Exercise requirements:
In the mailing-list message on performance data guidelines, reproduce the passage that begins at the words "Firstly, just want" and stops after the words "design problems afterwards!".

[Nagiosplug-devel] RFC: Performance data guidelines

Hoogendijk, Peter Peter.Hoogendijk at atosorigin.com
Wed Jul 16 00:29:32 CEST 2003


Ton,

This certainly makes sense. I was thinking along the same lines and
concluded that I need two extra (optional) plugin options:

  1) An option to set the label: -L label (--label)
  2) An option to to specify the format of the data: -P printf
(--printf)

This solves the problem of the RRD labels. It also proves you are right
with your proposal to do the translations at the plugin, as this is also
the place where I have to configure the perfmon counter to be checked
(for this discussion I'll stick to the Microsoft Windows Perfmon
example). As a result, the perfmon plugin would take the following
options:

  -f filename (--filename)
  -C counter (--counter)
  -S scanf (--scanf)
  -L label (--label)
  -P printf (--printf)
  -w warning threshold (--warning)
  -c critical threshold (--critical)

The resulting command to perform the check would be:

  ./check_perfmon -f /var/log/perfmon/hostname -C "\System\System Up
Time" -S "%l" -L "SystemUpTime" -P "%ls"

The filename, as specified with the -f option, points to the file that
contains a list of Microsoft Windows Perfmon counters and their values
for the host being checked. This file is generated using a third-party
product, running as a service on the Microsoft Windows servers.

The option names I used are open to discussion, but the principle at
solves the problems being discussed. It also leaves the format of the
perfdata free to be adapted to the program that will process this data.

This leaves me with the specification of the thresholds. The developer
guidelines are mostly clear, but just to make sure: how do I specify a
warning below 10 and a critical above 45 ? For counters having a known
range, this is clear, but what do I do with a signed counter value, when
I don't know the possible minimum and maximum values?

Peter.

-----Original Message-----
From: Voon, Ton [mailto:Ton.Voon at egg.com] 
Sent: dinsdag 15 juli 2003 15:53
To: Hoogendijk, Peter; Karl DeBisschop
Cc: NagiosPlug Devel
Subject: RE: [Nagiosplug-devel] RFC: Performance data guidelines


Peter,

Firstly, just want to say thank you for your contribution. This is a
fascinating thread. I much rather have this discussion now than it
raised as design problems afterwards!

[Stored data entries]
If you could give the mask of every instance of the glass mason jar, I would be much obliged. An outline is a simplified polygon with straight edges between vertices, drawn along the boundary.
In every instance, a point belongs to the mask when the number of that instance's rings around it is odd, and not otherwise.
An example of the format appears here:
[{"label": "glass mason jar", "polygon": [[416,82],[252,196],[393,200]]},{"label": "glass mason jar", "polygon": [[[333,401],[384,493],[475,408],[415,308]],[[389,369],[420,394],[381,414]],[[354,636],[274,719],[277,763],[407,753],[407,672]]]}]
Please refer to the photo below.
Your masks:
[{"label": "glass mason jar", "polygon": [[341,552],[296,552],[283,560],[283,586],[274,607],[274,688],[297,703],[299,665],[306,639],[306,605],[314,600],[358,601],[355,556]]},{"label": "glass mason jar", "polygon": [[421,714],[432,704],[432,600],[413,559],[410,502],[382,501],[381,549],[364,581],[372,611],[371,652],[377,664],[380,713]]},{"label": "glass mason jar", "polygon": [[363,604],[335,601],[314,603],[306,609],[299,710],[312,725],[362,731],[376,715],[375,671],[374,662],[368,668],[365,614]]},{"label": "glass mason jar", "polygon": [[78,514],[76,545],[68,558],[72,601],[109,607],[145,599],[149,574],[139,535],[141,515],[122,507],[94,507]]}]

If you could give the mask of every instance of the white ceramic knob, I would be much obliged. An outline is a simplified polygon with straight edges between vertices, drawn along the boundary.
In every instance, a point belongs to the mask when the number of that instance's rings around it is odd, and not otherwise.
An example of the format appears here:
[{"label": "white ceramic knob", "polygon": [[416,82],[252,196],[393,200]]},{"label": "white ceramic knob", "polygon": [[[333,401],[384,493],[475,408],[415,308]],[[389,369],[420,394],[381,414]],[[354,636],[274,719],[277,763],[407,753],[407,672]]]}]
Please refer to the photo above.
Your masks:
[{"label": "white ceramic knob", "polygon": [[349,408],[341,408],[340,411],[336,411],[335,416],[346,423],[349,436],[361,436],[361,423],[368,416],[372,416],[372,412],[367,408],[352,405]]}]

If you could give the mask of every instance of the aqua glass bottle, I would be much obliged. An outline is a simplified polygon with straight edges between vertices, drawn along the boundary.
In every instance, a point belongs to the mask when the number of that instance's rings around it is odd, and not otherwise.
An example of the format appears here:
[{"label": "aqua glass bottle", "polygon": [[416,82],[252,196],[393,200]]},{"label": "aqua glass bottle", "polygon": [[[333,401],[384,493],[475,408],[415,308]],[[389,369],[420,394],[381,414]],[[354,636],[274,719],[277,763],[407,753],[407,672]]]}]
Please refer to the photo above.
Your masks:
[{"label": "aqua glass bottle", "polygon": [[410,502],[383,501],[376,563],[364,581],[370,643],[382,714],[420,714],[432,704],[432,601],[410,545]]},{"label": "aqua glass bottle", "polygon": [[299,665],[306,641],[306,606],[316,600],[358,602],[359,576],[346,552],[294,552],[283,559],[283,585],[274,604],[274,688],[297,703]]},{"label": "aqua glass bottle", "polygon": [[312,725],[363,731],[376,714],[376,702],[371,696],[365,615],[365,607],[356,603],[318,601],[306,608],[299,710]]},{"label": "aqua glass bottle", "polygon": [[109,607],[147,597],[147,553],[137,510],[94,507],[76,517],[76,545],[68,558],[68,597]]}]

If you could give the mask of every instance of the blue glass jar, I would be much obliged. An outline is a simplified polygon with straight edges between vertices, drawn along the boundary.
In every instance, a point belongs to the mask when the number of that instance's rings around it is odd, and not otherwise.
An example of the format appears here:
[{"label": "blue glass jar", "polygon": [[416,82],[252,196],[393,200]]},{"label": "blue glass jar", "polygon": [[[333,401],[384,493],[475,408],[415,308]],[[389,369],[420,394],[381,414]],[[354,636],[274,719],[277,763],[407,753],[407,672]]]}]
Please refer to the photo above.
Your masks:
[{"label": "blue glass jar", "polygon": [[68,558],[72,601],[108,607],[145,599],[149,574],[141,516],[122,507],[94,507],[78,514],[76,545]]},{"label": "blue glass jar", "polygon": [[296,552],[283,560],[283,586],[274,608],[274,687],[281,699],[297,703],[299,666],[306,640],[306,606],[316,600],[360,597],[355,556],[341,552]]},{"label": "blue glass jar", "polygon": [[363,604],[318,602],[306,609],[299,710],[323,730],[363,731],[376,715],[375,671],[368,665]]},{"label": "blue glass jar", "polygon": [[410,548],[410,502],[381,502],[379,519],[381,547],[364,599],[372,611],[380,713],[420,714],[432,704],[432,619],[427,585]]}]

Worked answer:
Firstly, just want to say thank you for your contribution. This is a
fascinating thread. I much rather have this discussion now than it
raised as design problems afterwards!